Edit the lines below by changing every "night-vision" to "infrared" and leaving everything else unchanged.

» DATA SHOWN
%%
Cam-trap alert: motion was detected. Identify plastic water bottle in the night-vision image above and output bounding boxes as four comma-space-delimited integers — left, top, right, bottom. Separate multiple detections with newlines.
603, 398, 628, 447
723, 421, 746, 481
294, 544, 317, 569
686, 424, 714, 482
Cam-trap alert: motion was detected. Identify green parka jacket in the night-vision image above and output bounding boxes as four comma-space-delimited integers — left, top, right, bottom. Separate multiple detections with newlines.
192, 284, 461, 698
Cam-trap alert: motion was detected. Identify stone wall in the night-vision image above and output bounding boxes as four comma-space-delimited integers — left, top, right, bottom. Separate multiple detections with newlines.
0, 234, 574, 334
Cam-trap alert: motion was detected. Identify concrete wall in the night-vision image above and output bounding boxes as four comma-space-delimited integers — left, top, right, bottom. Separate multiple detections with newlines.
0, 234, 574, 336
%%
» RIGHT ANSWER
Cam-trap alert: motion was detected. Identify plastic water bottle in the infrared image above and output bounding boxes as four comma-space-delimited integers — left, top, right, bottom. Separate multiple detections with newlines.
603, 398, 628, 447
723, 421, 746, 481
294, 544, 317, 569
686, 424, 714, 482
Cam-trap alert: motion was detected. Identify green parka jacket in the infrared image above and output bounding boxes as four comma-space-delimited integers — left, top, right, bottom. Separate multiple detections with newlines.
192, 284, 461, 698
Cam-trap alert: motion was detected. Identify stone wall in the infrared image above and output bounding boxes as four comma-space-delimited integers — left, top, right, bottom. Separate multiple detections with newlines.
0, 234, 574, 334
Cam-trap alert: motion was detected. Identify concrete wall in the infrared image above and output bounding boxes as four comma-space-delimited integers — left, top, right, bottom. Separate multiple detections with newlines.
0, 234, 574, 336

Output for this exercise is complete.